## Problem requirements
Render the stretch from the line containing "On this screenshot, the blue backpack" through the line containing "[670,992,685,1011]" as a Markdown table with two columns, Index and Text, numbering each line in order and leaving out blank lines.

## Extracted entries
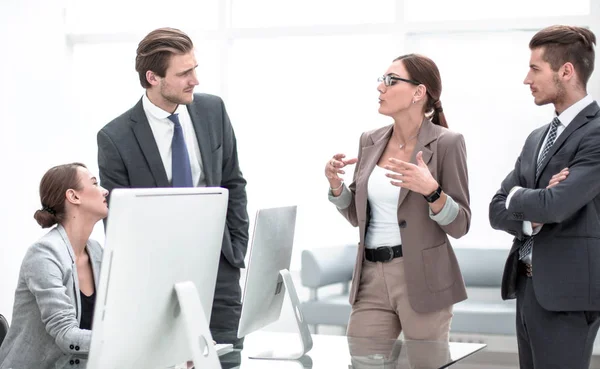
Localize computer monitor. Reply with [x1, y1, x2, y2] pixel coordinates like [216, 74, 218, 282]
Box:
[87, 188, 228, 369]
[238, 206, 312, 359]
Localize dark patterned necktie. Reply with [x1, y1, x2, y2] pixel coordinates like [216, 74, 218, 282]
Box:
[519, 117, 560, 260]
[169, 114, 194, 187]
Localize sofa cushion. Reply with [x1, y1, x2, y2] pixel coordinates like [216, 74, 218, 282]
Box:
[450, 288, 517, 335]
[301, 294, 352, 326]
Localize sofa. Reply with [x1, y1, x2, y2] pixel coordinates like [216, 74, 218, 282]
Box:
[300, 245, 516, 336]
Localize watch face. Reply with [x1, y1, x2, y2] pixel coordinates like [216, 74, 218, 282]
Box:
[425, 187, 442, 202]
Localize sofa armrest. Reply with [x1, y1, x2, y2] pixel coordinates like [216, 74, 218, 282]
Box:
[300, 245, 357, 289]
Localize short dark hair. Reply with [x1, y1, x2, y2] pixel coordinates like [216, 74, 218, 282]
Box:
[33, 163, 86, 228]
[135, 28, 194, 88]
[394, 54, 448, 128]
[529, 25, 596, 87]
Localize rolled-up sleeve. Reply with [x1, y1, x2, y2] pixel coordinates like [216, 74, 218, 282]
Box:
[328, 183, 352, 210]
[429, 194, 460, 226]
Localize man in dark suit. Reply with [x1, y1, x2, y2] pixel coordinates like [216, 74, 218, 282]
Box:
[489, 26, 600, 369]
[98, 28, 248, 346]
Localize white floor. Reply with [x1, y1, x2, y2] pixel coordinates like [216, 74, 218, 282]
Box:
[250, 272, 600, 369]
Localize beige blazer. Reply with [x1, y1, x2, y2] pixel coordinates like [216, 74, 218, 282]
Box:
[340, 119, 471, 313]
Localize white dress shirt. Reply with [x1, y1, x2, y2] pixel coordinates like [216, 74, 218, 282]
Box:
[506, 95, 594, 263]
[142, 94, 206, 187]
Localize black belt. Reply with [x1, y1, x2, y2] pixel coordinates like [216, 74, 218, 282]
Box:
[365, 245, 402, 262]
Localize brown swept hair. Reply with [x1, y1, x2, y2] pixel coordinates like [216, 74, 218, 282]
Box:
[529, 25, 596, 89]
[33, 163, 86, 228]
[394, 54, 448, 128]
[135, 28, 194, 88]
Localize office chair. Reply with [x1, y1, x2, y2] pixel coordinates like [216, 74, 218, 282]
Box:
[0, 314, 8, 346]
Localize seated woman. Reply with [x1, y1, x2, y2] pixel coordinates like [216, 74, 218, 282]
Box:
[0, 163, 108, 369]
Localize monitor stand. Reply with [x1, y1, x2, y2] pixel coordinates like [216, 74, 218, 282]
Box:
[248, 269, 312, 360]
[175, 281, 221, 369]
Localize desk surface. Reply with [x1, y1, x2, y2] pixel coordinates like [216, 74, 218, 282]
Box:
[220, 332, 486, 369]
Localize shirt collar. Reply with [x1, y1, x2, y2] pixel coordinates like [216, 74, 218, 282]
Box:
[142, 93, 186, 119]
[554, 95, 594, 127]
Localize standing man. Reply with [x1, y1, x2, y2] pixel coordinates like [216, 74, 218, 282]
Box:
[489, 26, 600, 369]
[98, 28, 248, 346]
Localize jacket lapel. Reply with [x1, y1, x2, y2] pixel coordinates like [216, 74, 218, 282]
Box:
[56, 224, 81, 322]
[398, 119, 437, 208]
[130, 99, 171, 187]
[187, 103, 220, 186]
[356, 125, 393, 221]
[534, 101, 600, 186]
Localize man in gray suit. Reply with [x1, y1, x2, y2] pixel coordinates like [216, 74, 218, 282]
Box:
[489, 26, 600, 369]
[98, 28, 248, 346]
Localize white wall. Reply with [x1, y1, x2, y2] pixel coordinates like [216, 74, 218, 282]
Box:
[0, 0, 72, 318]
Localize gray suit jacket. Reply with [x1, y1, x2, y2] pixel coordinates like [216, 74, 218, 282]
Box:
[0, 225, 102, 369]
[489, 102, 600, 311]
[98, 94, 248, 268]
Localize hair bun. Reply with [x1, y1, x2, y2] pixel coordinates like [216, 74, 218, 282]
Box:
[33, 209, 58, 228]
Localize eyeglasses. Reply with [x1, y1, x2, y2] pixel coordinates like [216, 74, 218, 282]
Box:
[377, 74, 421, 87]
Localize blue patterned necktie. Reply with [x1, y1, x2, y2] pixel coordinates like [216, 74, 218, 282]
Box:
[169, 114, 194, 187]
[519, 117, 560, 260]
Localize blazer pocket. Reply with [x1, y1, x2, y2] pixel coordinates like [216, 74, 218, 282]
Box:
[421, 242, 454, 292]
[211, 145, 223, 173]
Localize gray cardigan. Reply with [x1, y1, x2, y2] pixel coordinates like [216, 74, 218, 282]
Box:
[0, 225, 102, 369]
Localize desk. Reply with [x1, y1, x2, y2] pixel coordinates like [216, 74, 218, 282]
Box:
[220, 332, 486, 369]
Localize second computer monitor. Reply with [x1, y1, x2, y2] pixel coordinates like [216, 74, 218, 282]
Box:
[238, 206, 296, 338]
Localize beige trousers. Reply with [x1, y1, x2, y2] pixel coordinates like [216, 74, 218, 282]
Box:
[346, 257, 452, 342]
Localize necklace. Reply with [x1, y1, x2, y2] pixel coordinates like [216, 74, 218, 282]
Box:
[398, 132, 419, 150]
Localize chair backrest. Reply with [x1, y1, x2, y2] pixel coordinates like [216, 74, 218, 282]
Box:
[454, 247, 508, 288]
[300, 244, 358, 288]
[0, 314, 8, 346]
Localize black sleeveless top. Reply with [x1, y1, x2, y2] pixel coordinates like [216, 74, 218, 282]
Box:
[79, 290, 96, 330]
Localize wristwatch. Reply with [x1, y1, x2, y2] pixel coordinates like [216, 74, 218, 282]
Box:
[423, 186, 442, 203]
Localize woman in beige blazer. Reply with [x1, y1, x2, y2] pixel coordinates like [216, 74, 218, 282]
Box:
[325, 54, 471, 341]
[0, 163, 108, 369]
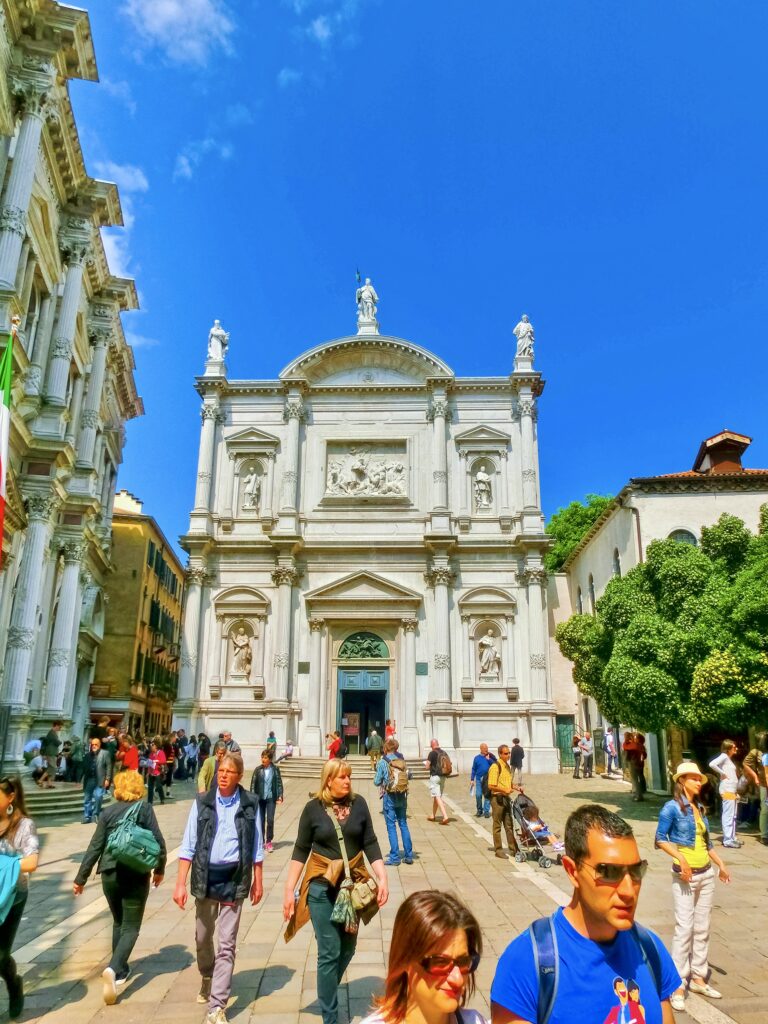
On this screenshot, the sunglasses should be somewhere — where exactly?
[580,860,648,888]
[420,953,480,978]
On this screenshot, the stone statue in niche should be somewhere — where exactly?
[355,278,379,324]
[230,626,253,676]
[326,444,406,498]
[241,466,261,512]
[475,463,494,511]
[512,313,534,359]
[208,321,229,362]
[477,630,502,679]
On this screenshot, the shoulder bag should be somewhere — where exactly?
[106,800,160,874]
[326,807,379,935]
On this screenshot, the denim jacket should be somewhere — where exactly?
[655,797,713,850]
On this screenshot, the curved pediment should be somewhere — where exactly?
[280,335,454,387]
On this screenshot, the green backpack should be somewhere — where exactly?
[106,800,160,874]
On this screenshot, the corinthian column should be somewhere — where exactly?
[45,541,86,715]
[0,56,55,292]
[3,495,57,711]
[45,230,90,407]
[177,567,207,701]
[424,559,456,701]
[272,565,299,700]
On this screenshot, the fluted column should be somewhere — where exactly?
[270,565,299,700]
[427,391,450,512]
[45,541,86,715]
[177,567,207,701]
[522,567,549,703]
[45,234,90,406]
[0,56,55,292]
[78,327,112,467]
[4,495,58,706]
[424,560,455,701]
[195,401,221,512]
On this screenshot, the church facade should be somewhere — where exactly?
[174,292,557,771]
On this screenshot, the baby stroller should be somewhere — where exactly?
[510,793,562,868]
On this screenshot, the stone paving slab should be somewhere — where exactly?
[0,775,768,1024]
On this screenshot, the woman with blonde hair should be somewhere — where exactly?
[0,778,40,1020]
[362,889,487,1024]
[283,759,389,1024]
[73,771,166,1006]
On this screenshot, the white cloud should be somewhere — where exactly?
[278,68,303,89]
[121,0,234,67]
[101,78,136,117]
[173,135,234,181]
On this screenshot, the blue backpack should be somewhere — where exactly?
[528,918,662,1024]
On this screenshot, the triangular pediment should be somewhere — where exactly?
[304,571,422,607]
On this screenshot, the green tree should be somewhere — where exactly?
[545,495,613,572]
[555,506,768,731]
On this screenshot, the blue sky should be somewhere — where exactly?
[72,0,768,557]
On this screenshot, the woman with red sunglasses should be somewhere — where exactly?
[362,889,488,1024]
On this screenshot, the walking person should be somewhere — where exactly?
[73,768,166,1006]
[488,743,518,860]
[83,736,112,825]
[251,746,283,853]
[374,737,414,867]
[283,758,389,1024]
[173,752,264,1024]
[710,739,743,850]
[655,761,730,1010]
[469,743,496,818]
[0,777,40,1020]
[362,889,487,1024]
[424,739,454,825]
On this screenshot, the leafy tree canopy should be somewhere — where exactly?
[545,495,613,572]
[555,502,768,731]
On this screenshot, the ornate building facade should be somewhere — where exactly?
[174,283,556,771]
[0,0,143,761]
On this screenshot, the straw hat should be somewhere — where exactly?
[672,761,707,782]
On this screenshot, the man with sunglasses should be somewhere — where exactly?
[490,804,680,1024]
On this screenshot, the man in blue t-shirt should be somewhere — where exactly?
[490,804,682,1024]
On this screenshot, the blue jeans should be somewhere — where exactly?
[83,778,104,821]
[475,778,490,818]
[384,793,414,864]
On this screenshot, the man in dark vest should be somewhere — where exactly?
[173,754,264,1024]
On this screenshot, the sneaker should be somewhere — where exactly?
[101,967,118,1007]
[8,975,24,1021]
[688,981,723,999]
[670,992,685,1011]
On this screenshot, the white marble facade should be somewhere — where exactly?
[174,297,557,771]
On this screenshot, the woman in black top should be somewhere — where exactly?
[73,771,166,1006]
[283,759,389,1024]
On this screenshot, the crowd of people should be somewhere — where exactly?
[0,726,768,1024]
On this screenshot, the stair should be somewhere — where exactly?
[278,754,428,783]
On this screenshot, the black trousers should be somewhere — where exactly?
[101,866,150,978]
[0,889,27,985]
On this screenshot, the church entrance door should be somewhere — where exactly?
[336,667,389,754]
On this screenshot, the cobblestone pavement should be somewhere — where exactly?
[7,775,768,1024]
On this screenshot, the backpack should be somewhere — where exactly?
[528,918,662,1024]
[384,758,408,794]
[106,800,160,874]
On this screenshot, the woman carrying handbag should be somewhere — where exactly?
[283,759,389,1024]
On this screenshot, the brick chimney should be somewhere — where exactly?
[693,430,752,474]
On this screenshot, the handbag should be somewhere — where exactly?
[106,800,160,874]
[326,807,379,935]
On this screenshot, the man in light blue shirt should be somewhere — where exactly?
[173,754,264,1024]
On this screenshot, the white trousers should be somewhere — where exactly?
[672,865,715,982]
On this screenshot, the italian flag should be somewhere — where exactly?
[0,335,13,560]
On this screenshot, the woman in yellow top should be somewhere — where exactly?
[656,761,731,1010]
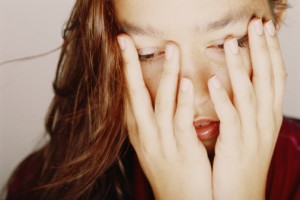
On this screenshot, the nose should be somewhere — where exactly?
[180,49,216,118]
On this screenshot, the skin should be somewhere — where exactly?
[115,0,286,199]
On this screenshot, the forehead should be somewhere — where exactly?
[114,0,268,33]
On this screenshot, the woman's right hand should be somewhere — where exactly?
[118,34,212,200]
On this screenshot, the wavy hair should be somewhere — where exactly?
[6,0,287,200]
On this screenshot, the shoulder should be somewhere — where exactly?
[6,152,43,200]
[267,117,300,199]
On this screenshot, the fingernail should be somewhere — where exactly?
[254,19,264,35]
[117,37,126,51]
[229,38,239,54]
[266,20,276,37]
[180,78,191,92]
[210,75,222,89]
[165,45,174,60]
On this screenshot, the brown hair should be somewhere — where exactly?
[5,0,287,199]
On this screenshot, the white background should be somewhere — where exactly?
[0,0,300,195]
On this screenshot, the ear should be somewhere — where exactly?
[269,0,288,30]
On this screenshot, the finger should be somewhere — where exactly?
[174,78,204,153]
[224,38,256,137]
[155,44,180,144]
[118,35,156,139]
[208,76,241,144]
[249,19,274,126]
[265,20,287,126]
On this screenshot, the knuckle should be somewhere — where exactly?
[242,88,255,104]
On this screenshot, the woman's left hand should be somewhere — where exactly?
[209,19,286,199]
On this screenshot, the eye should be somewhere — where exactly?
[138,51,165,62]
[213,35,248,50]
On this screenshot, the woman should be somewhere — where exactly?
[3,0,300,199]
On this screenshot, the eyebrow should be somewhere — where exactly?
[120,8,253,37]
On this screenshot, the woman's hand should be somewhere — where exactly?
[209,19,286,199]
[118,35,212,200]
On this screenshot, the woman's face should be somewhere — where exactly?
[115,0,272,150]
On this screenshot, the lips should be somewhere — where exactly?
[194,119,220,142]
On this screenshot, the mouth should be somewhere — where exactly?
[193,119,220,142]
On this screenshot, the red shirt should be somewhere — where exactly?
[6,118,300,200]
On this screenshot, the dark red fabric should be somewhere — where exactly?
[6,118,300,200]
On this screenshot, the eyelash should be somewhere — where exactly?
[138,35,248,63]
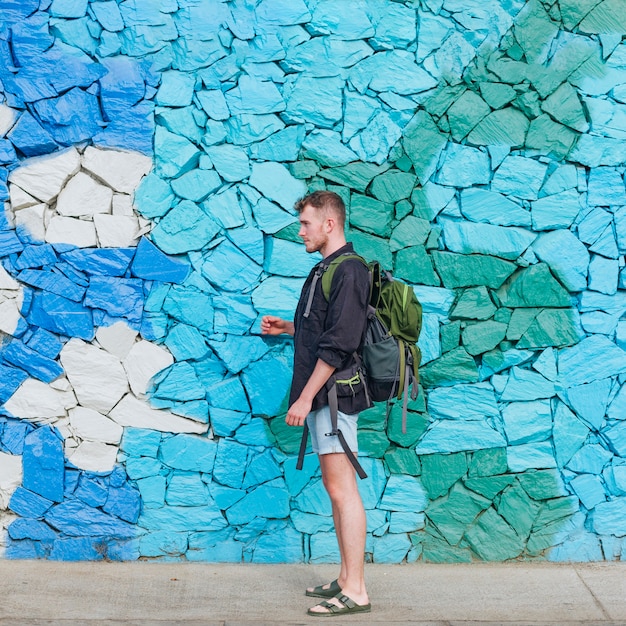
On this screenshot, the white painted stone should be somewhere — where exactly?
[96,322,138,360]
[0,298,22,335]
[15,204,49,241]
[109,393,208,434]
[83,146,152,193]
[0,452,23,510]
[46,217,97,248]
[9,148,80,203]
[56,172,113,217]
[70,406,124,444]
[0,263,20,291]
[111,193,135,215]
[123,340,174,396]
[9,185,39,211]
[60,339,128,413]
[65,441,117,473]
[0,104,17,137]
[4,378,77,424]
[93,215,139,248]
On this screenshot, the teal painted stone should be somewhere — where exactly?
[432,143,490,186]
[532,230,589,292]
[500,367,556,402]
[497,263,572,308]
[428,383,500,420]
[507,441,557,472]
[441,219,536,261]
[450,286,496,320]
[431,250,517,289]
[531,189,581,230]
[249,163,306,211]
[502,400,552,445]
[415,420,506,455]
[461,188,531,228]
[350,194,394,237]
[467,107,530,148]
[379,474,428,512]
[558,335,626,387]
[465,508,524,561]
[420,347,478,388]
[159,434,217,473]
[151,200,219,254]
[461,320,507,356]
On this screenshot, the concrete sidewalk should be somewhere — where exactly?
[0,560,626,626]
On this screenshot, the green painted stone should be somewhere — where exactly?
[439,320,461,354]
[402,111,448,185]
[479,82,517,109]
[432,250,517,289]
[450,286,496,320]
[359,429,389,459]
[463,474,515,500]
[420,347,479,387]
[496,481,541,539]
[420,452,467,500]
[517,309,585,349]
[319,161,389,193]
[496,263,572,308]
[389,215,430,252]
[422,474,491,545]
[394,246,441,287]
[506,308,543,341]
[346,229,393,271]
[518,470,567,500]
[541,83,589,133]
[465,508,525,561]
[461,320,507,356]
[467,107,530,148]
[387,404,430,448]
[383,447,422,476]
[370,170,417,203]
[469,448,508,478]
[448,90,491,141]
[350,194,394,237]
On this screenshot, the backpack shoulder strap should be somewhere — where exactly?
[322,252,369,302]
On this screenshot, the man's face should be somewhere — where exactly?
[298,204,328,252]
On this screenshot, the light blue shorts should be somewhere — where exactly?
[306,406,359,454]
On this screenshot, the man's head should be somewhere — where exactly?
[295,191,346,257]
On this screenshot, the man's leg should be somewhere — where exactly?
[312,453,369,613]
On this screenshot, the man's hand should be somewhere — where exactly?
[261,315,294,336]
[285,396,312,426]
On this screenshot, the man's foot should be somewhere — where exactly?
[307,593,372,617]
[306,580,341,598]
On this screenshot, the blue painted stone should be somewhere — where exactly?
[27,292,94,341]
[2,339,63,383]
[213,439,248,489]
[22,426,65,502]
[0,364,28,404]
[226,479,289,525]
[159,434,217,474]
[415,420,506,454]
[44,500,137,539]
[9,487,54,519]
[151,200,219,254]
[379,474,428,512]
[8,519,57,541]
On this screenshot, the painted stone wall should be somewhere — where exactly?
[0,0,626,563]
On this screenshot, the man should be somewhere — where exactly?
[261,191,370,616]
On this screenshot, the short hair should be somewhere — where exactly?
[295,190,346,228]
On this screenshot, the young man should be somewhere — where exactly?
[261,191,370,616]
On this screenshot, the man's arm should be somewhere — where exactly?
[285,359,335,426]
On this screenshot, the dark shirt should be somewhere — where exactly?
[289,243,370,414]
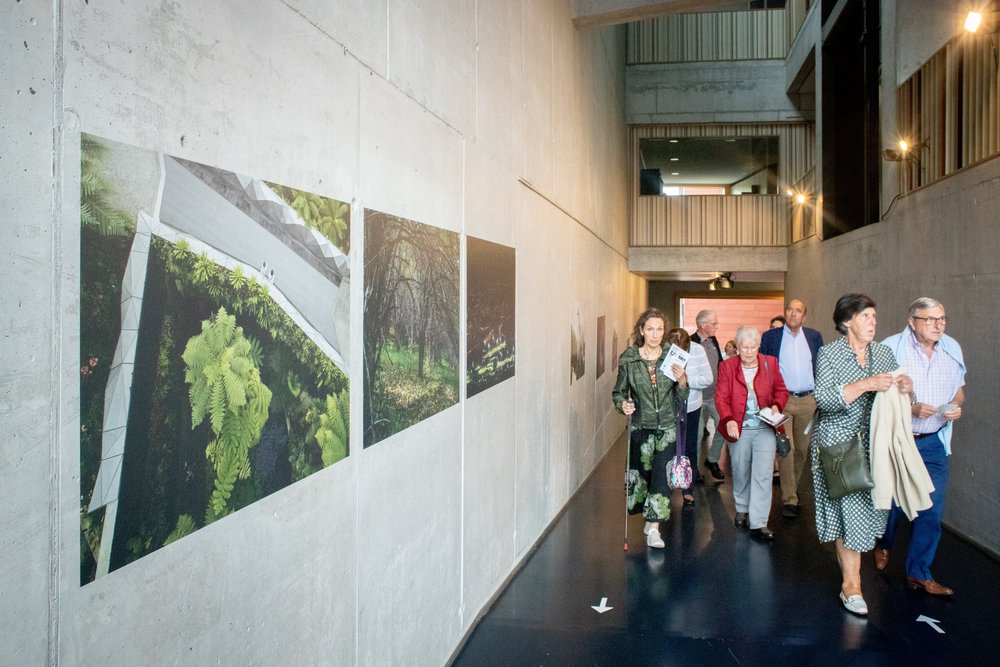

## Task response
| Index | Text |
|---|---|
| 1 | On this screenshot, the blue backpack should be somewhere — where exactly? |
| 2 | [528,918,662,1024] |
| 3 | On this screenshot, the triangular pediment should be somewhere — where exactly? |
| 4 | [304,571,422,607] |
| 5 | On this screenshot, the green tree should be somewhere — where exactly? |
| 6 | [545,495,613,572] |
| 7 | [555,506,768,731] |
| 8 | On this screenshot, the blue sky should be somewhere — where exactly? |
| 9 | [72,0,768,557] |
| 10 | On this screenshot, the woman with red sunglasses should be somewhere — where exactly? |
| 11 | [362,889,488,1024] |
| 12 | On this screenshot, the walking person should be somewhere — where exactly? |
| 13 | [73,768,166,1006] |
| 14 | [488,743,518,860] |
| 15 | [83,736,112,825] |
| 16 | [251,746,283,853] |
| 17 | [374,737,414,867] |
| 18 | [283,758,389,1024] |
| 19 | [173,752,264,1024] |
| 20 | [710,739,743,850] |
| 21 | [655,761,730,1010] |
| 22 | [469,743,496,818] |
| 23 | [0,777,40,1020] |
| 24 | [362,889,487,1024] |
| 25 | [424,739,454,825] |
| 26 | On this screenshot, the leafy tree canopy should be somewhere — where exactly? |
| 27 | [545,495,613,572] |
| 28 | [555,502,768,731] |
| 29 | On this screenshot, the ornate building facade should be somewhere — where exactly? |
| 30 | [174,283,556,771] |
| 31 | [0,0,143,761] |
| 32 | On this screenshot, the straw hat should be somewhere — where exactly? |
| 33 | [672,761,707,782] |
| 34 | On this screenshot, the man with sunglasses should be somewhere — where exactly? |
| 35 | [490,804,680,1024] |
| 36 | On this screenshot, the man in blue t-shirt should be somewhere — where exactly? |
| 37 | [490,804,682,1024] |
| 38 | On this screenshot, the blue jeans should be somewhere — where exactly? |
| 39 | [83,778,104,821] |
| 40 | [475,778,490,818] |
| 41 | [384,793,414,864] |
| 42 | On this screenshot, the man in dark vest should be somewhere — where exactly? |
| 43 | [173,754,264,1024] |
| 44 | On this screenshot, the sneaker should be somewhere — where exactly? |
| 45 | [101,967,118,1007] |
| 46 | [8,975,24,1021] |
| 47 | [688,981,723,999] |
| 48 | [670,992,685,1011] |